## DIRECTIONS FOR THIS TASK
Reproduce every line from the one containing "Each instance of the yellow" through the last line of the entries, keeping the requests unchanged and scaling each coordinate in the answers by 0.65, with results rounded to whole numbers and halves rounded up. Return only those lines.

-- Begin SUPPLIED MATERIAL --

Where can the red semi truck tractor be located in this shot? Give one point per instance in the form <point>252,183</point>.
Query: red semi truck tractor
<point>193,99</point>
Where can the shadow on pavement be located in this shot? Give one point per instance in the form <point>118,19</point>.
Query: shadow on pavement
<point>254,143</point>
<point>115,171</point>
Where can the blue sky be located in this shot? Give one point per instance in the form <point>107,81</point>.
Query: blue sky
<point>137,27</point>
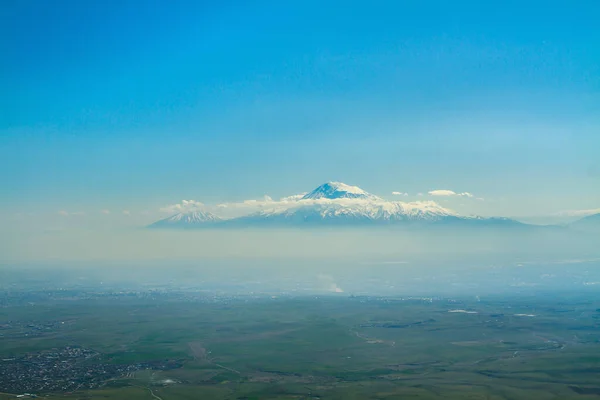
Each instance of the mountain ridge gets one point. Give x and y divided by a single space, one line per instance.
335 204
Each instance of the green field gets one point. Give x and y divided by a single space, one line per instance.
324 348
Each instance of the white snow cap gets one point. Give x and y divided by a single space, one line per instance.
338 190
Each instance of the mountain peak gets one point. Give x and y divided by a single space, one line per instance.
338 190
187 219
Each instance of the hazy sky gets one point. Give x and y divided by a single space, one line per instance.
134 105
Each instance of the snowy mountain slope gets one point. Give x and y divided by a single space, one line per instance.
338 190
352 212
591 223
190 219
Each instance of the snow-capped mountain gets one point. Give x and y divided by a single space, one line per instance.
338 190
590 223
189 219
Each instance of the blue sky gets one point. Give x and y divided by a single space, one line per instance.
131 105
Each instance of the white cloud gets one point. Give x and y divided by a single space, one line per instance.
66 213
451 193
294 197
184 206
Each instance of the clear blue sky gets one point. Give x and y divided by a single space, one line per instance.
136 104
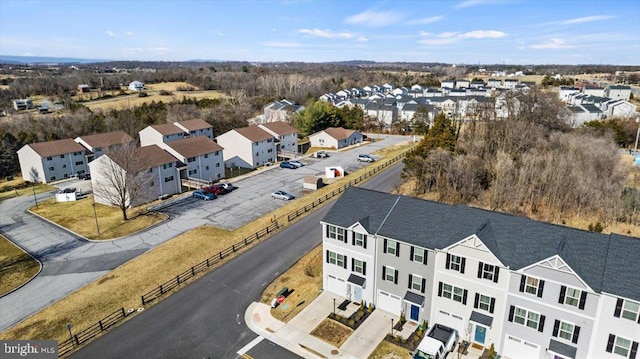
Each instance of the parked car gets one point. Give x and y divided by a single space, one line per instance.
365 158
200 194
287 164
282 195
296 163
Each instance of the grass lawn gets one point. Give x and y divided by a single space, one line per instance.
386 350
18 187
123 286
304 278
78 216
16 266
332 332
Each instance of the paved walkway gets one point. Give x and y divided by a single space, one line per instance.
295 336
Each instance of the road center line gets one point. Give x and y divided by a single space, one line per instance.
248 347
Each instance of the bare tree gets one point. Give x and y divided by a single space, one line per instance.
123 179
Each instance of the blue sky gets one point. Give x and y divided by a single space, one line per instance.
461 32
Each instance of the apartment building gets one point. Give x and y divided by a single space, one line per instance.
532 289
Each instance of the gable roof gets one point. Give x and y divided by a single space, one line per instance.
254 133
280 127
106 139
605 262
194 146
53 148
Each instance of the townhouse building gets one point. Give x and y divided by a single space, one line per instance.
532 289
51 161
247 147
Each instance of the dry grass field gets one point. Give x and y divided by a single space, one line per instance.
16 266
78 217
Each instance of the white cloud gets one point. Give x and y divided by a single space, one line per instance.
327 34
425 21
553 43
374 19
451 37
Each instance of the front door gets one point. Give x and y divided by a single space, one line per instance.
481 332
415 312
357 294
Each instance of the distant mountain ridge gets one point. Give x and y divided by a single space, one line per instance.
10 59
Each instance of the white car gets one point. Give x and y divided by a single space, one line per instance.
282 195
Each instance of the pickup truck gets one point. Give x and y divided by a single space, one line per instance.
437 344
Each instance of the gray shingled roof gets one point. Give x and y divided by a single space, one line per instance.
606 263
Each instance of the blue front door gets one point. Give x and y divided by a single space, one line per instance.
415 312
481 332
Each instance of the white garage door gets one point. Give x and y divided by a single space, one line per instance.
451 320
336 285
389 303
516 348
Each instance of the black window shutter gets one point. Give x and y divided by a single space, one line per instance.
576 333
618 308
541 324
563 292
612 338
540 288
583 300
556 328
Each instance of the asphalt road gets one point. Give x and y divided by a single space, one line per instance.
205 319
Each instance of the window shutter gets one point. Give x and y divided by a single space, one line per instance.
556 328
576 333
618 308
541 324
540 288
612 338
583 300
563 292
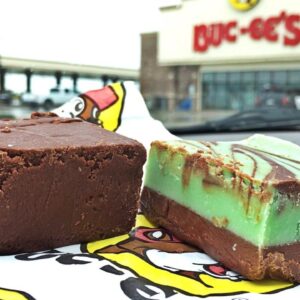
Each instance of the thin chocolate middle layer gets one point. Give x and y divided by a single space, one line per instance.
280 262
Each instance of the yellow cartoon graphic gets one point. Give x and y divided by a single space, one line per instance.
6 294
158 256
243 5
103 106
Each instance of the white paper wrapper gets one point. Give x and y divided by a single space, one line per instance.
144 264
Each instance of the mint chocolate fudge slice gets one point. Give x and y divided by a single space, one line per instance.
65 181
238 201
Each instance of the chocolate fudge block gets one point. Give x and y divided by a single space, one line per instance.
238 201
65 181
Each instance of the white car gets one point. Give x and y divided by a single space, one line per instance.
55 97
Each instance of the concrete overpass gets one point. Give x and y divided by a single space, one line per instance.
60 69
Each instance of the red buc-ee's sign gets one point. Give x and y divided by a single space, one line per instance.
214 34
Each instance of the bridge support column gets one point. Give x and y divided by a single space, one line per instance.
75 80
58 76
2 79
28 74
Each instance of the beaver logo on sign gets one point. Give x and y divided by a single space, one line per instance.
103 106
243 5
157 256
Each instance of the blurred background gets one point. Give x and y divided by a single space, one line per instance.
195 61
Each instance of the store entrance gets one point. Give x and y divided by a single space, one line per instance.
243 90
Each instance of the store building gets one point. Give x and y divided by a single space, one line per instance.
222 55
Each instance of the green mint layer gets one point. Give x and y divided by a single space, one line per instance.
233 186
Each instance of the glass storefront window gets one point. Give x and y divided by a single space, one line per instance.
241 90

-- End SUPPLIED MATERIAL --

## CORRECT RESULT
Each instance of the yellow cartoon graphic gets one point. Give x and y divided by a single space, one line per instance.
4 191
103 166
158 3
67 69
Each instance of the white paper wrapper gets one point. Give x and y divided by a single space, one line per instance.
94 172
Each instance of the mint chocolate fudge slice gets one point. Give x and y divided by a single space, one line per instance.
42 118
155 131
Each instance of the chocolate fudge block gets one point. Give x and y divided by a single space, one line per instance.
155 131
42 118
Each instance of the white car gets one point. Give x and y divided by a single space, one line per instance.
36 63
Each instance of the concrete overpass gets one point. Give x and y divided by a single space, one line per instance.
39 45
Each instance of the red buc-ee's sign gets one point. Give x and y divided by a single space, one line per instance.
139 22
Each instance of the bridge support column gets one point. Give x and y divided by a single space, one line per instance.
49 52
38 49
1 51
18 48
Each instance of the beaver logo on sign gets one point. Give x and y divided by a single space, one line per instance.
67 69
158 3
102 166
Each instance of the blurred background gets one point. Give x and y divided by a single space, one line per instance.
127 40
Each instance of the store entrance gets one point. Give x and y divided by a single space, one line per instance.
158 59
Each instance of the store building gets one point. Give x and y divided by a single space, one line per instance.
144 36
Each instance of the green mint layer gets one point. Give x and y divided by a single space, one line per instance.
151 121
Each instance of the glass storefront window gets one point. Give x and y divided by a single space, one line per instance.
157 59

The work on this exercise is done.